TRY IT: Every line of the records below that holds the word "image" should be copied out.

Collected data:
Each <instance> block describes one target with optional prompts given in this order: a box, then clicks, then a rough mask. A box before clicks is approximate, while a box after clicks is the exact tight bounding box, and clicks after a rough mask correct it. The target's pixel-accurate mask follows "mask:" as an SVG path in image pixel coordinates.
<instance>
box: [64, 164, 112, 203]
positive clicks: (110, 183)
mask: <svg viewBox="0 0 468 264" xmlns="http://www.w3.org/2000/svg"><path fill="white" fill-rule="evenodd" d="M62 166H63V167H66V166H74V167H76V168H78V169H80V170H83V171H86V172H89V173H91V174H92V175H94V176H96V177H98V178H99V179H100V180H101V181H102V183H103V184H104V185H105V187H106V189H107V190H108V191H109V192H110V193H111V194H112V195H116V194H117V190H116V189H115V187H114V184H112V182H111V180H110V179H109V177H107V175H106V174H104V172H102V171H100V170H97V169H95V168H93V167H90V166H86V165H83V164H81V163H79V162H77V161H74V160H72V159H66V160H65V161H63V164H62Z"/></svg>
...
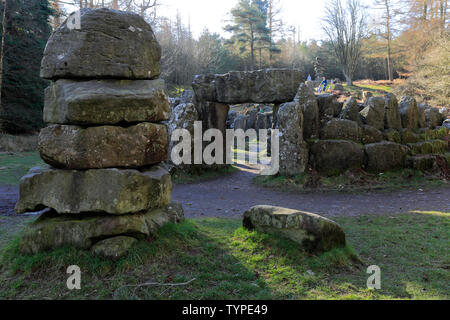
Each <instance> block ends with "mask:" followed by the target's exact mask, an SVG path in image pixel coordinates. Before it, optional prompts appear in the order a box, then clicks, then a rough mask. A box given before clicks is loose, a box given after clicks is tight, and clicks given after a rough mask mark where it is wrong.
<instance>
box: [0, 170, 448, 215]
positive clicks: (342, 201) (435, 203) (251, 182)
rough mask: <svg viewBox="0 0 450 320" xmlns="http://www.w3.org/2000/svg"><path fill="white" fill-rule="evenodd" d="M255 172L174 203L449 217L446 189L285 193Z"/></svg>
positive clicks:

RESULT OF THE TASK:
Each <instance> block describes one target with optional prompts given in this order: a box, then clicks, then a rough mask. A box before clicks is approximate, while a box after clicks is the exact tight bounding box, and clicks after a rough mask correct it. The target's pixel-accurate mask follows "mask:" as an SVG path in image pixel coordinates.
Each <instance> block ends with "mask:" followed by the target's exact mask, an SVG path in image pixel coordinates. Before it, optional prompts appear in the order a box, then clicks, then a rough mask. A box given before clicks is loose, a box given after clicks is tight, and clicks given after a rough mask mark where it is wrong.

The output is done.